▶ The problem:
Write out the lines below as a numbered list, leaving out blank lines and the pictures.

▶ Provided records:
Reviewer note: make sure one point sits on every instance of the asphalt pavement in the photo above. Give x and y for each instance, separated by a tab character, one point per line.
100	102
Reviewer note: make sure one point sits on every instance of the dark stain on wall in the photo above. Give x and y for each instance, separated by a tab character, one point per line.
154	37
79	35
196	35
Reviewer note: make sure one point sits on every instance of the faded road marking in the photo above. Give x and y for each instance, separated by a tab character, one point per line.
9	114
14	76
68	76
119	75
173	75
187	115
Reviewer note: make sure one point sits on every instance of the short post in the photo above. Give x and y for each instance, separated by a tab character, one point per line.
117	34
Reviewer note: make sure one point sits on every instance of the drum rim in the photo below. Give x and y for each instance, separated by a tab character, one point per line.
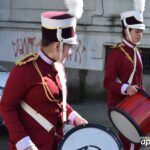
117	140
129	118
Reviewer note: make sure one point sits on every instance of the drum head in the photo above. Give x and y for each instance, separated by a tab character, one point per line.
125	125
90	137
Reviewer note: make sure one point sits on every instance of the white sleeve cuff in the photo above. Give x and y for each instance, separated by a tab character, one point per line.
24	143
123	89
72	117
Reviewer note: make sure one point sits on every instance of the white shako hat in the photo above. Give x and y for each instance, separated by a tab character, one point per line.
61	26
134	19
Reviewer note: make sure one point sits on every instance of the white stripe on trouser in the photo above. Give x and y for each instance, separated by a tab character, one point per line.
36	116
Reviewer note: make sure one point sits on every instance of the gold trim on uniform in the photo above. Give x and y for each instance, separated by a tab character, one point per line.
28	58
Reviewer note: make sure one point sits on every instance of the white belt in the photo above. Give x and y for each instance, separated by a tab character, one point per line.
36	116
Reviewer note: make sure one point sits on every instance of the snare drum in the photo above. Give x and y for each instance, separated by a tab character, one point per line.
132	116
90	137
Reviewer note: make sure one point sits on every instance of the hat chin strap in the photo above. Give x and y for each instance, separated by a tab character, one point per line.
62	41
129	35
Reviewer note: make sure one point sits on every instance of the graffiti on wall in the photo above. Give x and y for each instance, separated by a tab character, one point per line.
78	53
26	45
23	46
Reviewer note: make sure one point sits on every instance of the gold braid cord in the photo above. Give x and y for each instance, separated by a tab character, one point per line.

▶ Written reply:
1. Reviewer note: make sure one point sits on every instance of the asphalt pavement in the photo above. Give x and y for each instance, separated by a tab character, one point per line.
2. 100	102
3. Reviewer note: make sure one point sits on every instance of the dark stain on wall in the photo above. Give x and y for each instance, separated by a tab character, one point per line.
4. 154	37
5. 79	35
6. 196	35
7. Reviewer note: make sure one point sits on every instance of the faded road marking in the photo above. Give x and y for each instance, separated by a tab character, one point per line.
8. 9	114
9. 14	76
10. 68	76
11. 119	75
12. 173	75
13. 187	115
14. Reviewer note: make sure one point sits on every instance of the short post in the photo above. Give x and y for each instance, separated by a tab character, one point per line.
15. 117	34
16. Reviewer note: make sure one point sits on every instance of the drum rim in the photo below. Give x and y for each instance, separated by a tab character, one point per line.
17. 117	140
18. 129	118
19. Reviewer note: make sure one point sits on every instance of the drum head in the photo above. Give x and y for each instance, separated by a tab character, one point per line.
20. 125	125
21. 90	137
22. Reviewer note: make sure one point sits on every instance of the white sleeve cuff in the photo above. Give x and y for each instance, separated by a tab character, one point per line.
23. 24	143
24. 123	89
25. 72	117
26. Reviewer note: make sure one point sits on every instance of the white shako hat in the photo above. Give x and y for each instance, separated by a tab character, one point per line.
27. 61	26
28. 134	19
29. Reviewer note: make sure one point sits on every instance of the white stripe on trouser in the photo above. Give x and y for each instance, separated by a tab character, one point per line.
30. 36	116
31. Reviewer note: make sure one point sits on every instance of the gold trim on uniform in the photo above. Give x and y for each instance, separated by a tab character, one point per line.
32. 28	58
33. Reviewer note: make sure one point sits on every instance of the white belt in the photo above. Give x and y for each instance, separated by a tab character, one point per line.
34. 36	116
35. Reviewer note: make sure one point sits on every instance of the snare drum in the photo above. Give x and y for each instance, separated by a tab character, one point per line.
36. 132	116
37. 90	137
38. Reviewer note: make sure one point sits on every instance of the hat chin strap in the photo above. Give x and y for each instance, separated by a tab character, one point per line.
39. 62	41
40. 129	35
41. Reviewer note: make sure one point sits on every instance of the graffiti on wall in the photo above. Give x and y for each instance, separated by a tab character, one point per line.
42. 78	53
43. 26	45
44. 23	46
45. Reviewer note: make sure one point sits on every instance of the gold braid cord in the photo above. Give x and y for each instance, separated by a tab character, one point per line.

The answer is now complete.